- What you are asked to do:
Reproduce the listing below with every "camera-trap survey" replaced by "wildlife camera survey", keeping all else unchanged.

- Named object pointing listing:
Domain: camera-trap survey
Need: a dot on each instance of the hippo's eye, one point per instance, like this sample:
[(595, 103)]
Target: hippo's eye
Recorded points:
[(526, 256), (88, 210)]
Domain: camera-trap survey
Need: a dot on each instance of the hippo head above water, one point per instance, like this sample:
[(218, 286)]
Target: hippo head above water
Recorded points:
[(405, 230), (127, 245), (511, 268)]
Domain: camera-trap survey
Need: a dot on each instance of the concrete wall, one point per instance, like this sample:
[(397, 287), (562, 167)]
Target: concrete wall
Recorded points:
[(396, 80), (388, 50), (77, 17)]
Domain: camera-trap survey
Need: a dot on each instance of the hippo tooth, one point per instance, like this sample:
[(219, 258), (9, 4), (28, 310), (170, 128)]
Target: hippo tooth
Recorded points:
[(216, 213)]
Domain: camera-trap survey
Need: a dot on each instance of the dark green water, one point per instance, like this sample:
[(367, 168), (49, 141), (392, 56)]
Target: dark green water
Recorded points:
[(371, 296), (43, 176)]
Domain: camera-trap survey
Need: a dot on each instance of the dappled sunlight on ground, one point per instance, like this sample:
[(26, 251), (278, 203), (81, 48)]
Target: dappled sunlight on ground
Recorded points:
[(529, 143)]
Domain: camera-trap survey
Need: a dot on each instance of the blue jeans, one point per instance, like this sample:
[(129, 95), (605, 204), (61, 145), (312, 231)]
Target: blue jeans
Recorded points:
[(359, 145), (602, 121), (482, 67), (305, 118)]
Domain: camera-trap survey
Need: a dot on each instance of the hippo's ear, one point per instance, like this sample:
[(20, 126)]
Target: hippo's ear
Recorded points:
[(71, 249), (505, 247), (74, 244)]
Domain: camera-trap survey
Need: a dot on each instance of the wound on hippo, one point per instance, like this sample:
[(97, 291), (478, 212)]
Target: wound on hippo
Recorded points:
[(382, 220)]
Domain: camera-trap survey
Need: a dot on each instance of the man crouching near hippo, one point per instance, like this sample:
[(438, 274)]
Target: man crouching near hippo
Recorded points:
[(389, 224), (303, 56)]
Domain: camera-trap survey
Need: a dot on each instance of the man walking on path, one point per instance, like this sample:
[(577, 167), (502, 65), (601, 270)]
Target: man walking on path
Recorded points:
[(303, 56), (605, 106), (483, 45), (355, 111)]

- Right answer:
Domain: wildlife camera survey
Need: a dot on each instance of the hippo's eye, one point per instance, like this sample:
[(595, 103)]
Target: hippo's eye
Recorded points:
[(526, 256), (88, 210)]
Domain: wildlife camera survey
Need: a dot on each instance of the hippo head above water, one point per instance, like this sample:
[(218, 286)]
Target: hippo head above water
Recorded points:
[(405, 230), (127, 245), (511, 268)]
Domain: wildlife camera survey
Need: a dot on each instance of the concrete wall, one point per instance, like this sample:
[(397, 287), (562, 167)]
Target: concrete wall
Recorded points:
[(396, 80), (388, 50), (77, 17)]
Domain: wildlife camera survey
Need: a dot on each instance of the hippo tooth, one point per instance, like this sample:
[(219, 258), (9, 4), (28, 310), (170, 128)]
Target: hippo tooth
Recorded points:
[(216, 213)]
Domain: wildlife camera survey
Need: a dot on each instance of the dark green water, one point per instance, like this sample:
[(367, 168), (49, 141), (392, 56)]
Target: dark green water
Recorded points:
[(371, 296), (43, 176)]
Domain: wildlife camera survey
Need: a dot on each instance of the dappled sunlight on ground, one point per instance, like this sample:
[(26, 251), (278, 203), (81, 48)]
Target: dappled sunlight on ground
Recorded points:
[(529, 143)]
Domain: wildlife camera survey
Need: a dot on each instance of the blue jeans, one point per instance, like this sample:
[(129, 95), (605, 204), (61, 145), (312, 231)]
Target: blue jeans
Recorded points:
[(359, 145), (602, 121), (482, 67), (305, 118)]
Domain: wildlife camera survey
Need: a dot on each instance of the hippo's ear, one point per instance, like this sample:
[(20, 126)]
Target: hippo's ear
Recorded points:
[(71, 249), (505, 247), (74, 244)]
Domain: wildlife camera survey
Need: a dot on each instance of the wound on hippo, one point per instance, like this sample:
[(97, 291), (478, 212)]
Target: wound on hippo
Recorded points:
[(382, 220)]
Domain: wildlife camera survey
Need: a dot on each instance of the man crouching near hippo, one point per instance, like this sample:
[(438, 274)]
Target: man crouching near hippo
Recorded points:
[(389, 224), (303, 56)]
Domain: wildlife camera survey
Need: a dot on each instance of the man walking on path, one point per instance, like this sample:
[(577, 167), (502, 65), (601, 270)]
Target: man walking on path
Recorded points:
[(303, 56), (605, 106), (483, 45), (355, 111)]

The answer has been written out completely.